• [What the exercise asks]
For the data below, give the number of lines containing "heirloom" and nothing more.

• [Recorded information]
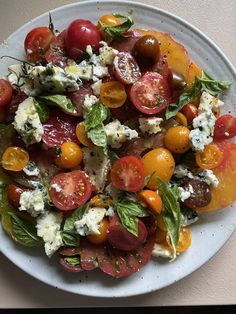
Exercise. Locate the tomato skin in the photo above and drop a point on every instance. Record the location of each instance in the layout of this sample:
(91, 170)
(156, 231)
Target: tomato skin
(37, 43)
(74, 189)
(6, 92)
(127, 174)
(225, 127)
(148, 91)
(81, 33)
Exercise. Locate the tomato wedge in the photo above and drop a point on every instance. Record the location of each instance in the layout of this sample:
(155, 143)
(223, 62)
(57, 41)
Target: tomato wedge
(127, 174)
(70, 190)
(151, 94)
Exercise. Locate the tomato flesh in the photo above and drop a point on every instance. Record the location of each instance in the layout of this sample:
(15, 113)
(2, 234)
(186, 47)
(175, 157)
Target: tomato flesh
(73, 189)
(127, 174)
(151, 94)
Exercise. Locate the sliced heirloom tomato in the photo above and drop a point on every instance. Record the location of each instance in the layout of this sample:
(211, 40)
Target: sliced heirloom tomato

...

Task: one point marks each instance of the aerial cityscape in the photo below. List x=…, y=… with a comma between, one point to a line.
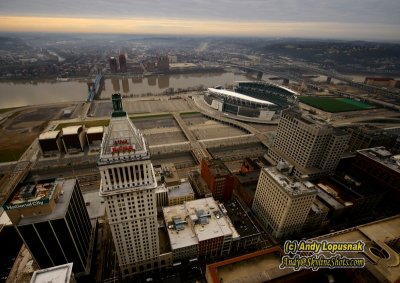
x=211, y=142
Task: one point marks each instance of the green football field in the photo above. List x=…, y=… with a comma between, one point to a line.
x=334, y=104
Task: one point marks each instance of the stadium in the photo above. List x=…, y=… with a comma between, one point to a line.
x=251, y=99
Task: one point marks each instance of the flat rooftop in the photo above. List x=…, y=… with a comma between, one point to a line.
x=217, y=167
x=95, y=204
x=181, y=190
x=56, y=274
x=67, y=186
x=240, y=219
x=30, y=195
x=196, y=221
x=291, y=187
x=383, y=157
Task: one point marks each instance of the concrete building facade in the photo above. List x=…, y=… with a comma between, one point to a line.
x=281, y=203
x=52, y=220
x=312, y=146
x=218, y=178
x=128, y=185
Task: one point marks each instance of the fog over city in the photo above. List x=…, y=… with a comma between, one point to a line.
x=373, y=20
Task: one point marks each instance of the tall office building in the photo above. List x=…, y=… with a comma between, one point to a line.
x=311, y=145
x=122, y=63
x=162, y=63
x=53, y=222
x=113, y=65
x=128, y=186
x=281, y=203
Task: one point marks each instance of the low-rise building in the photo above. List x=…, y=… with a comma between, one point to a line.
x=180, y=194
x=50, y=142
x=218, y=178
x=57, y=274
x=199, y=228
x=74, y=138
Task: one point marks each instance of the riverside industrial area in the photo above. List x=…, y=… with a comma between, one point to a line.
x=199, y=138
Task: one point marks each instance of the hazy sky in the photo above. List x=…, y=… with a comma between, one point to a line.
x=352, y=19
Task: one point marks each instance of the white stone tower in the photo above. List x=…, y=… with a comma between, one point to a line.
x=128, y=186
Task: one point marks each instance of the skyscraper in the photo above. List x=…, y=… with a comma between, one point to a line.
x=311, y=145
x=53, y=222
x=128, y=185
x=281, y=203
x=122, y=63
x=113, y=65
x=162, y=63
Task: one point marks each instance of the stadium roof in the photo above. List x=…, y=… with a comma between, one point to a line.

--

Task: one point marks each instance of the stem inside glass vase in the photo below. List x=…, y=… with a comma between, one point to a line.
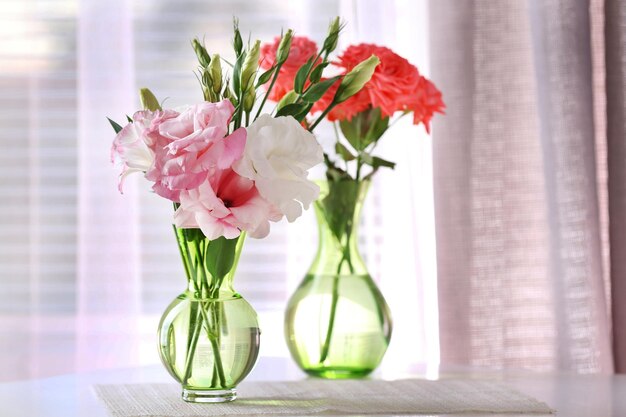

• [Task result]
2